In the material below, how many lines include the word "collar"? Write only the number.

*** INPUT FOR THIS TASK ***

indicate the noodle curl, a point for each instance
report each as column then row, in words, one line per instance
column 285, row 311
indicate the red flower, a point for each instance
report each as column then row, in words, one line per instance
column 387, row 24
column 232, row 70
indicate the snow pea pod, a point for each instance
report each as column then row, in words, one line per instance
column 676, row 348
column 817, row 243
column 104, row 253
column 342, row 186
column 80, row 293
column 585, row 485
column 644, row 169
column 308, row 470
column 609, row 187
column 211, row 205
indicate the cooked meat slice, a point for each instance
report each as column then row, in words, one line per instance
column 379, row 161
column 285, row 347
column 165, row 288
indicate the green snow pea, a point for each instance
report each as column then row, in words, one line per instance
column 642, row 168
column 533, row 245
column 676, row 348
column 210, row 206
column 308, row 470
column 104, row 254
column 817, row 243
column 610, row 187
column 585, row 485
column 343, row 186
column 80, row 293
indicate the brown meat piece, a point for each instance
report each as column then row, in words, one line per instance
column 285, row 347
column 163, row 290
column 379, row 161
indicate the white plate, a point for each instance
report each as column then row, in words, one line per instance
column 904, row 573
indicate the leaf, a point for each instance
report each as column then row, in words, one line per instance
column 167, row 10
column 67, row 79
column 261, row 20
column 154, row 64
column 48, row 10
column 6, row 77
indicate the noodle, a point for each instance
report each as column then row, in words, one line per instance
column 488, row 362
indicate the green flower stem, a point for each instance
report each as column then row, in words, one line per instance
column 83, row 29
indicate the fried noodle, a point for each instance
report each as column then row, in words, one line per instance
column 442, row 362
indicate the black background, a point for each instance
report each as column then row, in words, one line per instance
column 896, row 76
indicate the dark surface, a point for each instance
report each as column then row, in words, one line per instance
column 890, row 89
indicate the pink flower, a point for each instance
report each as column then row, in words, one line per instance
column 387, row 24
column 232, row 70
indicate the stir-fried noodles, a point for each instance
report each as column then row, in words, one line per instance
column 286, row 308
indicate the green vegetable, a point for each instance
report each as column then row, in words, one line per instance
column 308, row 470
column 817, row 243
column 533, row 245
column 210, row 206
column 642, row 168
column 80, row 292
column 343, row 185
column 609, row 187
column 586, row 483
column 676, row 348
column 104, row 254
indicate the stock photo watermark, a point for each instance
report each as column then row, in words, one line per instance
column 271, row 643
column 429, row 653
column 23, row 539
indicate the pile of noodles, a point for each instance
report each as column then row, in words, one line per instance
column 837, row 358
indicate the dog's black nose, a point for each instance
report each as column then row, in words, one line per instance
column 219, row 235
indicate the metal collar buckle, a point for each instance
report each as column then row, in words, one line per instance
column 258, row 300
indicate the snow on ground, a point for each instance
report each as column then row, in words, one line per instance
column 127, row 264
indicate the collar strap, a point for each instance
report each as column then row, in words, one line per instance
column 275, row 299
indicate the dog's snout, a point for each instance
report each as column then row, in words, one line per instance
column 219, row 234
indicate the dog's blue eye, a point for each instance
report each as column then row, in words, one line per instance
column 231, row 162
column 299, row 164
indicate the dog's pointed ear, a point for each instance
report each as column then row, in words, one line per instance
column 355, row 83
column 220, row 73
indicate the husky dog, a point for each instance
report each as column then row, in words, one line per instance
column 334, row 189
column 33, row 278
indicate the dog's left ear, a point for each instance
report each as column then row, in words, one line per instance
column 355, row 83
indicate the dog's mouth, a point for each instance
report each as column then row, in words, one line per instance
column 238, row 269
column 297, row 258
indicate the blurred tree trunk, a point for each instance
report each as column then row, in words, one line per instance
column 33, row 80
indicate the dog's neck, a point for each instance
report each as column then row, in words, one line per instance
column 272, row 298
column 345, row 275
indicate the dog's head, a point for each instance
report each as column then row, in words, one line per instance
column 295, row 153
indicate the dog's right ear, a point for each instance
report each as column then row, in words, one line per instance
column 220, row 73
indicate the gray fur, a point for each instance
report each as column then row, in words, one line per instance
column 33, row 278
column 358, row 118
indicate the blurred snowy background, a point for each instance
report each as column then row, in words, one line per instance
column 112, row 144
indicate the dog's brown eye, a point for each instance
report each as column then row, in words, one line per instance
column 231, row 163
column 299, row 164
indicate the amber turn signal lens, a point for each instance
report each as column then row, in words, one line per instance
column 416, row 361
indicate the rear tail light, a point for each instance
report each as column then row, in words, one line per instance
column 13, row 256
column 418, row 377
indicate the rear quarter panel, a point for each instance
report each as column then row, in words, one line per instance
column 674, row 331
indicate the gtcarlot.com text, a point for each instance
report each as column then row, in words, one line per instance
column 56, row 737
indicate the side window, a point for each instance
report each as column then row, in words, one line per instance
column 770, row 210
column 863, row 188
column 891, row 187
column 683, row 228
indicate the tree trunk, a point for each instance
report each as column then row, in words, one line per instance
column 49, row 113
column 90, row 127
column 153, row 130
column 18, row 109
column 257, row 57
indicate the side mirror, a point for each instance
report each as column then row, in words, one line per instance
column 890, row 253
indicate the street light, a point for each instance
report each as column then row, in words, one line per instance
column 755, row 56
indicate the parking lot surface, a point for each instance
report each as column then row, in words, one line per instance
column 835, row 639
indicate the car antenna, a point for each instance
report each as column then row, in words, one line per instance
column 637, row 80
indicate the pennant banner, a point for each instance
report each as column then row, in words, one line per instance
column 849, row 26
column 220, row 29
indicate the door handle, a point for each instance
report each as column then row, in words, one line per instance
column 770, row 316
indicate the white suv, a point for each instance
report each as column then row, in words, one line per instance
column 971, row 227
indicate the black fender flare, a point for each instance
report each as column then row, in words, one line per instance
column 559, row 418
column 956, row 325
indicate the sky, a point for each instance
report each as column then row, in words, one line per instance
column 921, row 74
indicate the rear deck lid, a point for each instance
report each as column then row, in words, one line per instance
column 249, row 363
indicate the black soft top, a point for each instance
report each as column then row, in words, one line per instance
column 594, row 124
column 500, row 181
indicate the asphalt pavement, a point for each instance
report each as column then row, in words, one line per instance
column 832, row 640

*** End of INPUT FOR THIS TASK ***

SOLUTION TO THIS PROBLEM:
2